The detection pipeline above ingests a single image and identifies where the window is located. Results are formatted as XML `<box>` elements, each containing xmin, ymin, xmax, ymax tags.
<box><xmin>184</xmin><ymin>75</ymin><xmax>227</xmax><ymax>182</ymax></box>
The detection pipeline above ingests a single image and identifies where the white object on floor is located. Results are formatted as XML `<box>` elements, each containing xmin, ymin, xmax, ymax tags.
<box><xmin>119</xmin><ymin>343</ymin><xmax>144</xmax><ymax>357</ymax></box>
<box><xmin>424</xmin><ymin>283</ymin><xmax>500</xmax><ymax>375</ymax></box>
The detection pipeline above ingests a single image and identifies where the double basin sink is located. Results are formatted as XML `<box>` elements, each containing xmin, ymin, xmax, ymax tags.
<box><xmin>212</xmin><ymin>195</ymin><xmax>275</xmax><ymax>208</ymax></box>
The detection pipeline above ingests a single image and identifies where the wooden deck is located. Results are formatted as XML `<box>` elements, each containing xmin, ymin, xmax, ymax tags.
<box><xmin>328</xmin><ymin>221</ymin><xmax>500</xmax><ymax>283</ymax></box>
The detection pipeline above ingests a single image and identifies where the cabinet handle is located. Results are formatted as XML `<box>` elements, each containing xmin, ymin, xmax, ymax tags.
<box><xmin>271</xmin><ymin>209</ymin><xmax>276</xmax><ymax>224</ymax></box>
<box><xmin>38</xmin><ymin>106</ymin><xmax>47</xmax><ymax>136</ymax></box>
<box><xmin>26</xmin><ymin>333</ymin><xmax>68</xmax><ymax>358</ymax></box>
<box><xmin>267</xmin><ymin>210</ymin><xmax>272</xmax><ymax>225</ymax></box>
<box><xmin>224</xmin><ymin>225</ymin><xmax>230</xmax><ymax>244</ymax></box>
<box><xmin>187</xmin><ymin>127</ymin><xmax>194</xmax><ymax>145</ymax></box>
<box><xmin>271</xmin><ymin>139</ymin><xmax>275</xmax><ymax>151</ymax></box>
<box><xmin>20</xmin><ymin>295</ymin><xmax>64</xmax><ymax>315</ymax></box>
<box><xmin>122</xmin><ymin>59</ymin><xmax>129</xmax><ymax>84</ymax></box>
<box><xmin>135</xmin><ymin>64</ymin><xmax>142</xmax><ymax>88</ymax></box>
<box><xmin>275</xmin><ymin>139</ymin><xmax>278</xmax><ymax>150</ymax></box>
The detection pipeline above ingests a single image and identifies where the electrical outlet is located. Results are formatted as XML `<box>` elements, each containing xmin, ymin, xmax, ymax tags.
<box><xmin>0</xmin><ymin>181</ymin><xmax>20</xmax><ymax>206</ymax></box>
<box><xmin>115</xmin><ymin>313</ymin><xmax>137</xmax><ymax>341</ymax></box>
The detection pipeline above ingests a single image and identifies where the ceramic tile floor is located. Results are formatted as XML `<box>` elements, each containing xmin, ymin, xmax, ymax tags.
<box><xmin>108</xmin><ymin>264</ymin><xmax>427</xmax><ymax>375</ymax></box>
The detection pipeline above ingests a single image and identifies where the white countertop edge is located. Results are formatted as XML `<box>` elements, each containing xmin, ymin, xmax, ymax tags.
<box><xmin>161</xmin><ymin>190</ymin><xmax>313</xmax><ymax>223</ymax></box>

### Your instructions
Once more, give all the records exactly as they were written.

### Solution
The detection pipeline above ingests a single image and identifies where the window is located. Results are formatted as XML `<box>` elements, each containing xmin, ymin, xmax, ymax tags.
<box><xmin>184</xmin><ymin>75</ymin><xmax>227</xmax><ymax>182</ymax></box>
The detection pipeline above ingests a single image and identifies where the white object on floor is located. Results are formatted as XML `<box>` elements, each containing xmin, ymin, xmax, ymax tags.
<box><xmin>119</xmin><ymin>343</ymin><xmax>144</xmax><ymax>357</ymax></box>
<box><xmin>424</xmin><ymin>283</ymin><xmax>500</xmax><ymax>375</ymax></box>
The detection pipeline above ingests a single image and identifies where the double basin sink is located. Results are formatted as XML `<box>` elements, each containing xmin, ymin, xmax, ymax tags.
<box><xmin>212</xmin><ymin>195</ymin><xmax>275</xmax><ymax>208</ymax></box>
The detection pipeline above ingests a single image and identifies where the wooden deck is located. Results are formatted as XML `<box>` elements, each containing xmin, ymin, xmax, ymax tags.
<box><xmin>328</xmin><ymin>221</ymin><xmax>500</xmax><ymax>283</ymax></box>
The detection pipeline above ingests a single image and identifies where the cabinet handle is located. Results are formatted as XML `<box>` elements, each containing xmin, ymin, xmax, ymax tags.
<box><xmin>271</xmin><ymin>209</ymin><xmax>276</xmax><ymax>224</ymax></box>
<box><xmin>38</xmin><ymin>106</ymin><xmax>47</xmax><ymax>136</ymax></box>
<box><xmin>26</xmin><ymin>333</ymin><xmax>68</xmax><ymax>358</ymax></box>
<box><xmin>267</xmin><ymin>210</ymin><xmax>272</xmax><ymax>225</ymax></box>
<box><xmin>224</xmin><ymin>225</ymin><xmax>230</xmax><ymax>244</ymax></box>
<box><xmin>187</xmin><ymin>127</ymin><xmax>194</xmax><ymax>145</ymax></box>
<box><xmin>271</xmin><ymin>139</ymin><xmax>275</xmax><ymax>151</ymax></box>
<box><xmin>20</xmin><ymin>295</ymin><xmax>64</xmax><ymax>315</ymax></box>
<box><xmin>122</xmin><ymin>59</ymin><xmax>129</xmax><ymax>84</ymax></box>
<box><xmin>135</xmin><ymin>64</ymin><xmax>142</xmax><ymax>88</ymax></box>
<box><xmin>275</xmin><ymin>139</ymin><xmax>278</xmax><ymax>150</ymax></box>
The detection pipeline above ingests a single image and identifies where the electrical outlet is located. Results are formatted as XML `<box>` elements, each containing xmin, ymin, xmax, ymax tags.
<box><xmin>0</xmin><ymin>181</ymin><xmax>20</xmax><ymax>206</ymax></box>
<box><xmin>115</xmin><ymin>313</ymin><xmax>137</xmax><ymax>341</ymax></box>
The detection pipeline above ingests a single image and identifies where the ceramic tile floor is located. Results are formatted as XML `<box>` elements, each containing xmin, ymin, xmax, ymax tags.
<box><xmin>108</xmin><ymin>264</ymin><xmax>427</xmax><ymax>375</ymax></box>
The detection pipeline above ingests a single image and identifies where the white countertop edge is located. Results are formatted as XML `<box>` elements, each containing xmin, ymin, xmax, ymax tags.
<box><xmin>161</xmin><ymin>190</ymin><xmax>313</xmax><ymax>223</ymax></box>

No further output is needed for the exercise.